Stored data
----
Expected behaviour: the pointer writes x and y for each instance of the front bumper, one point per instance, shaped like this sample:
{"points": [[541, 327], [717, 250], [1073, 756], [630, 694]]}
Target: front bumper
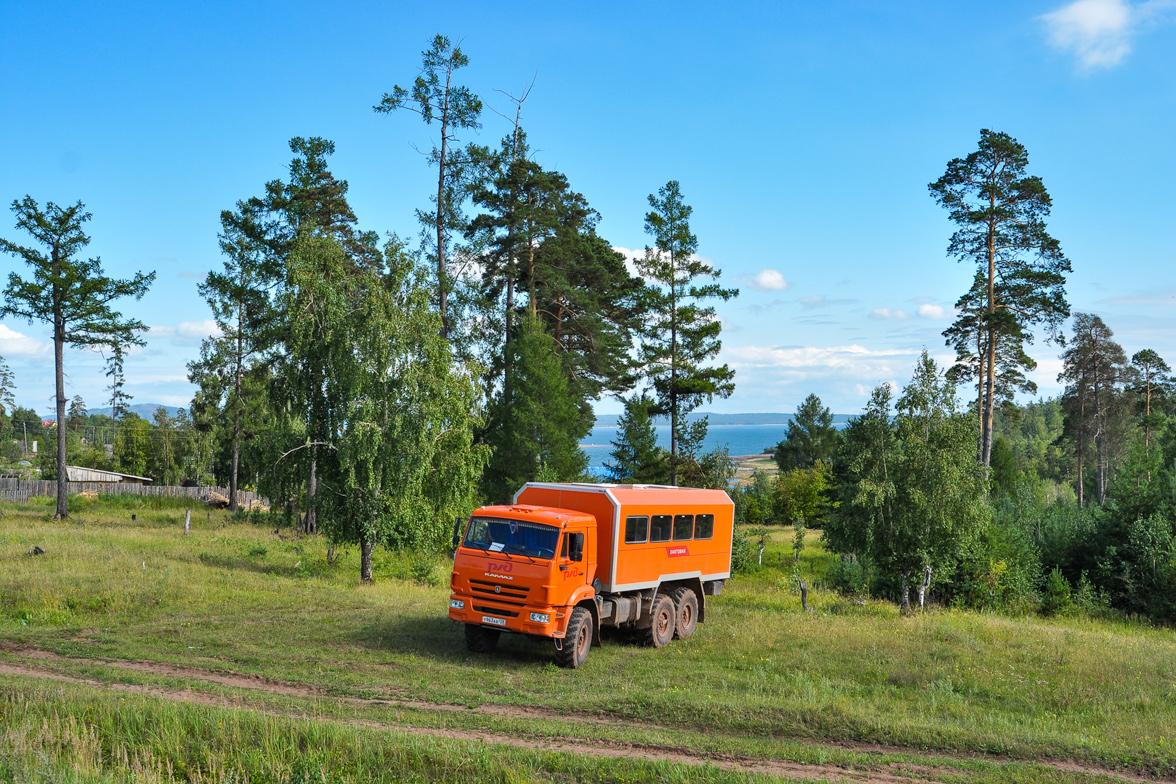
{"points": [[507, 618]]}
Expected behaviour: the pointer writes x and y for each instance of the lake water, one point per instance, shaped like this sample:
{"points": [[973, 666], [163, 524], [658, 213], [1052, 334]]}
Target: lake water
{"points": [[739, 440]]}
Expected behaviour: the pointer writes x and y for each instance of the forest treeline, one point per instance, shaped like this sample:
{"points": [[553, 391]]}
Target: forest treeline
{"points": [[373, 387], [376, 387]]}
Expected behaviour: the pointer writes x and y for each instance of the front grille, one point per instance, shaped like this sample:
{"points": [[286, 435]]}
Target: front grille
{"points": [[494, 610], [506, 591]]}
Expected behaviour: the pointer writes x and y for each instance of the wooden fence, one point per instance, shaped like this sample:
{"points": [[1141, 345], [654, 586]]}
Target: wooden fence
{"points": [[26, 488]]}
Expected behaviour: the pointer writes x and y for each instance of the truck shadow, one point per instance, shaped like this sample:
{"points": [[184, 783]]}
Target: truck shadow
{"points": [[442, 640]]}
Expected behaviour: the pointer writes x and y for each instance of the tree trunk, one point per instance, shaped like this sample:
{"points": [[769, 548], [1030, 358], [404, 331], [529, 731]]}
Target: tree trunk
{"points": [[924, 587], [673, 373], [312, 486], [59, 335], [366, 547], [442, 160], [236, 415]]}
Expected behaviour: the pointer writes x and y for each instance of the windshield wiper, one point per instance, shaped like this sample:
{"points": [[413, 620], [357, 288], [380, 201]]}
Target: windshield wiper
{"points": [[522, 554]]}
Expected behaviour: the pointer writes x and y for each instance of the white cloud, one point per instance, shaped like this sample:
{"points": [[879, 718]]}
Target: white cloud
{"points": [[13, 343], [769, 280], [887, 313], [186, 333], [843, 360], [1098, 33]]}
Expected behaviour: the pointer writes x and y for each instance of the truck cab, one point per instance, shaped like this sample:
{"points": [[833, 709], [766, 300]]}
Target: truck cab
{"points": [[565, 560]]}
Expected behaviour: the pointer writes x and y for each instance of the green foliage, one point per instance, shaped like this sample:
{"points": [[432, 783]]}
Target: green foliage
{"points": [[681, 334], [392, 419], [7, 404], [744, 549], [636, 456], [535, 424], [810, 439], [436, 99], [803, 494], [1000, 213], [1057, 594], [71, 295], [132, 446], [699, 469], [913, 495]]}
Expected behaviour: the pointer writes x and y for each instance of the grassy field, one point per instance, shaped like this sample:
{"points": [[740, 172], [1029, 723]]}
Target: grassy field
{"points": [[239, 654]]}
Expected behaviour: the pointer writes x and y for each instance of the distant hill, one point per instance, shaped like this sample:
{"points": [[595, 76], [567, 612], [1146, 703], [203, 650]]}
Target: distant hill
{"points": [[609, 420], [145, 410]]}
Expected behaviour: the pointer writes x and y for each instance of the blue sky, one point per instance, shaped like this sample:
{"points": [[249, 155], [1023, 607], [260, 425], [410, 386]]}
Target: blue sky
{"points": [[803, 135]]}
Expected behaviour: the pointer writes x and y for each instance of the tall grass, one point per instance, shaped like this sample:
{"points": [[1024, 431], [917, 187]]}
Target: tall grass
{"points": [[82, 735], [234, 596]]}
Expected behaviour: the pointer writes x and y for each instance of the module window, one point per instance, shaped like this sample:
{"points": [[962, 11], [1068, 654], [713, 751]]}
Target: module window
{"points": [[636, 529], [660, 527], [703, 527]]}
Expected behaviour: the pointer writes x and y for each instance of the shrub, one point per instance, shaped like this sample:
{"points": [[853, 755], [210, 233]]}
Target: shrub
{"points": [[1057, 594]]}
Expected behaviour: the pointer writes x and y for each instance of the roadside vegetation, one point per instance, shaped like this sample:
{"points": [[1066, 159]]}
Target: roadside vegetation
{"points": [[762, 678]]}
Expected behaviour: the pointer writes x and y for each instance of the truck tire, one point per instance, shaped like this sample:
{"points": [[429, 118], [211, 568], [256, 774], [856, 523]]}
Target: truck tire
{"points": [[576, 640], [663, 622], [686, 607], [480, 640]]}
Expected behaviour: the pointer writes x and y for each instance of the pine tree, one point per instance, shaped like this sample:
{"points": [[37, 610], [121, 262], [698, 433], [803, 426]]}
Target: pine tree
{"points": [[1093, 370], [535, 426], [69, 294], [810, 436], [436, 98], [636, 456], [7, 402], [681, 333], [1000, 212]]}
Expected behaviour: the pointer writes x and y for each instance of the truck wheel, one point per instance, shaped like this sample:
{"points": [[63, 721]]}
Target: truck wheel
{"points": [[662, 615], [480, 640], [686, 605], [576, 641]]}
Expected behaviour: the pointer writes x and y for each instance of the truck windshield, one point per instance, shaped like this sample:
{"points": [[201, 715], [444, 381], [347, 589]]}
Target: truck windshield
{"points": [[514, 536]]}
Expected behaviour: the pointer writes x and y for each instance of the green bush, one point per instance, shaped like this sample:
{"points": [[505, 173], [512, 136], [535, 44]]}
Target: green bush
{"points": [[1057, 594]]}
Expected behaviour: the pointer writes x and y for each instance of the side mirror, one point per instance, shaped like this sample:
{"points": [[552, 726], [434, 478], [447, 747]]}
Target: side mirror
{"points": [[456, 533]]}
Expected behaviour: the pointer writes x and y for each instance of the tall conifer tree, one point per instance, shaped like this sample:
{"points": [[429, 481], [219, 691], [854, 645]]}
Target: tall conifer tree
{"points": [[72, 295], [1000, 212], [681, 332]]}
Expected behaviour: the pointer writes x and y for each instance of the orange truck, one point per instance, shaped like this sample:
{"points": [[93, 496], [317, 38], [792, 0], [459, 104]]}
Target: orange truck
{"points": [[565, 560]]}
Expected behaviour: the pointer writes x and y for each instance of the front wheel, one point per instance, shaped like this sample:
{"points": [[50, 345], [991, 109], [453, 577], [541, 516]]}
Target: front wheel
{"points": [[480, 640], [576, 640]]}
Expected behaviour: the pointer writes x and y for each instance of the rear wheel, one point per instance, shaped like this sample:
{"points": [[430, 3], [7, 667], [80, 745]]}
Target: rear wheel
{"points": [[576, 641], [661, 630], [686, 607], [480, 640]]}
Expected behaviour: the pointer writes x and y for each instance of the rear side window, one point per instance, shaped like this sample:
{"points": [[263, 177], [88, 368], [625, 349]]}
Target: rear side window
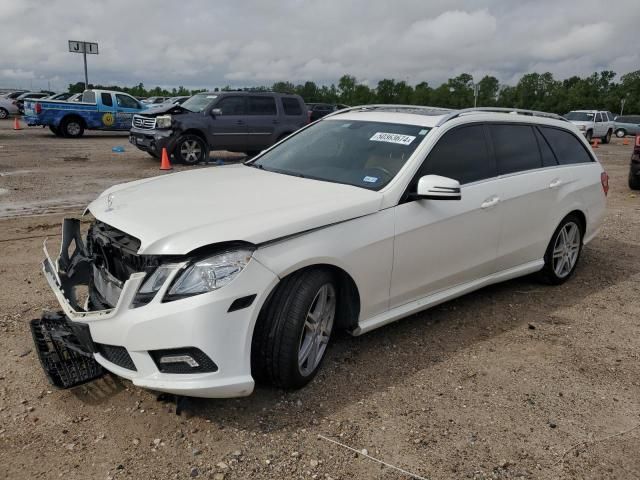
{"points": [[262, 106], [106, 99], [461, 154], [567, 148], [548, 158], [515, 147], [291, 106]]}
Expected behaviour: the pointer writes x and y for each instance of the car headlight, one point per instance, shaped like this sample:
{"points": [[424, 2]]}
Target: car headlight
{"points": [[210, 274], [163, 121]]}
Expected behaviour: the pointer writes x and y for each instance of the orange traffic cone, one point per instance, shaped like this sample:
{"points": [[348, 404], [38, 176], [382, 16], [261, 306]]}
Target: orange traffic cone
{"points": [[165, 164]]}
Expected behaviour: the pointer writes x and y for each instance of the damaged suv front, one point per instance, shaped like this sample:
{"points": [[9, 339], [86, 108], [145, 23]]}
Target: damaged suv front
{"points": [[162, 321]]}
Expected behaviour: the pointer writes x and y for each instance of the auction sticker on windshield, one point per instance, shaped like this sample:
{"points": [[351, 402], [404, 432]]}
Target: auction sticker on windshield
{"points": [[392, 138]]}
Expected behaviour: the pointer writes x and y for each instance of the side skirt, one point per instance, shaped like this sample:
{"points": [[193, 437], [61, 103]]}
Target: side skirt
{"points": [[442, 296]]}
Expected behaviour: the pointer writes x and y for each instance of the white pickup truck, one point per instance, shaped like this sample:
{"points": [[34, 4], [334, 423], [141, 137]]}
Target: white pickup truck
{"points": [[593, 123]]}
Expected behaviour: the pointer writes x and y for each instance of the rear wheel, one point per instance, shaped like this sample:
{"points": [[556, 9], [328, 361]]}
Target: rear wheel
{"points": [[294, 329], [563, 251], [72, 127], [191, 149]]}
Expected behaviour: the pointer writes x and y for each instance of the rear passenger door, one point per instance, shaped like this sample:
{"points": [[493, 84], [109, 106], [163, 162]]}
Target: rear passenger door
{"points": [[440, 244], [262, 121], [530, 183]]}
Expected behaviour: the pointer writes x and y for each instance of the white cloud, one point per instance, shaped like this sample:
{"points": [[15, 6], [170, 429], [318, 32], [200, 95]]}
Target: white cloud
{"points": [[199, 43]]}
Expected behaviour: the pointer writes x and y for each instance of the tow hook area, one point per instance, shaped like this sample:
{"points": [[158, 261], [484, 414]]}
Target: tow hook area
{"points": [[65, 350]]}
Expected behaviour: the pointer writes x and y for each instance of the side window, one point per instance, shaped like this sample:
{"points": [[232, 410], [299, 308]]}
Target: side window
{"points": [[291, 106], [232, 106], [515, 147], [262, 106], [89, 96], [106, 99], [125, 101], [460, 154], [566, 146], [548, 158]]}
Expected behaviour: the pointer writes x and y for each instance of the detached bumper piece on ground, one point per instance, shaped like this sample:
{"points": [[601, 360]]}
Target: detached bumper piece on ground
----
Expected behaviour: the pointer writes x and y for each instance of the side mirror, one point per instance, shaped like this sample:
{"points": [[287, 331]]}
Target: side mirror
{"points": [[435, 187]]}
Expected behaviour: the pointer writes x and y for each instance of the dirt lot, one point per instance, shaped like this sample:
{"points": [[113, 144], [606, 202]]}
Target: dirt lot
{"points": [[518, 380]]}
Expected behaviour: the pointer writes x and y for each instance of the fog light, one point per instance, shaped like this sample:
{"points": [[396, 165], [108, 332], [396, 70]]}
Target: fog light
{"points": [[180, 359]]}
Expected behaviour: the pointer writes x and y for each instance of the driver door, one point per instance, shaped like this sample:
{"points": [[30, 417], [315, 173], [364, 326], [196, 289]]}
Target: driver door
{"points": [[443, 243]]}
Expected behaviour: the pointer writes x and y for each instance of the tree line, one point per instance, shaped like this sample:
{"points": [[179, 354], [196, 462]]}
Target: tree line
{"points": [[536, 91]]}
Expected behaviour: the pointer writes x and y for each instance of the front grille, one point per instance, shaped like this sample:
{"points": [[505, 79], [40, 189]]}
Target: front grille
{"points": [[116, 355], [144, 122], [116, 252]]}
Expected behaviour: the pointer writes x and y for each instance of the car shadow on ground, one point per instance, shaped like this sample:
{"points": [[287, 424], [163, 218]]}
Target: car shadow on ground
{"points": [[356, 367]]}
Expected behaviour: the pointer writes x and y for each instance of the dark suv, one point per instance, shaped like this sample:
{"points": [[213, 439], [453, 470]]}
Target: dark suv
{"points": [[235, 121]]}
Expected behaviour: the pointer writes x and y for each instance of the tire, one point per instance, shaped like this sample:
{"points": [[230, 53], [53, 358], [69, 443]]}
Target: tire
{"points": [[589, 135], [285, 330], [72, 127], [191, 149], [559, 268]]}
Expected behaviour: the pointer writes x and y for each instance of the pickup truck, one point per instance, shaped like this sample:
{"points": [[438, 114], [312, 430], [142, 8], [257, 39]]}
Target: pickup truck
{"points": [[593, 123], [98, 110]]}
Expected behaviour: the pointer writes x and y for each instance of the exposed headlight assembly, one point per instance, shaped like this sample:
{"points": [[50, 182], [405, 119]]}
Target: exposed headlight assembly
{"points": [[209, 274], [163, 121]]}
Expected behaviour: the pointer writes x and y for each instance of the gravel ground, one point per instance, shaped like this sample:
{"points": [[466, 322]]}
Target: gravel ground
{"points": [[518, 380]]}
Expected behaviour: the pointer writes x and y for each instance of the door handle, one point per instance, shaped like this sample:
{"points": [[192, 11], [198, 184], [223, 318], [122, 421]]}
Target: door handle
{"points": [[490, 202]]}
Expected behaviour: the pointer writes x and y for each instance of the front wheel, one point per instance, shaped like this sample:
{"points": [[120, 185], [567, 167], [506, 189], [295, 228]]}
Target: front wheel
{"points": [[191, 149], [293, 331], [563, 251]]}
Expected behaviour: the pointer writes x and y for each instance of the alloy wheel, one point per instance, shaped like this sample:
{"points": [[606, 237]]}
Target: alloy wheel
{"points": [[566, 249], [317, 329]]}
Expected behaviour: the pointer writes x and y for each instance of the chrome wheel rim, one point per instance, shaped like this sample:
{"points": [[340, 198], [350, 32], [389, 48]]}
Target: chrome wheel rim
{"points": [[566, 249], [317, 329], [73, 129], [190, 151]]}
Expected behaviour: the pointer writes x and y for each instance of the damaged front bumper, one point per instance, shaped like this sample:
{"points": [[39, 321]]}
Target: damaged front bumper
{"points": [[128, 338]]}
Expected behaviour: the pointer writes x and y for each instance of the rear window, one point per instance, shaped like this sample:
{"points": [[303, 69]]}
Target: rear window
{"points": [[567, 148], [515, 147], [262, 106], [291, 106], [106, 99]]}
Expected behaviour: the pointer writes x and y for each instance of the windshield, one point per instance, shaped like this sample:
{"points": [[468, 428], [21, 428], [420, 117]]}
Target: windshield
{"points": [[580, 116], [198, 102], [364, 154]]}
----
Search the records line by line for the word "piece" and copy every line where it appears.

Expected behaviour: the pointer writes x and y for each instance of the detached bumper piece on ground, one point per instance, shaped like this sample:
Target: detached bumper piece on ground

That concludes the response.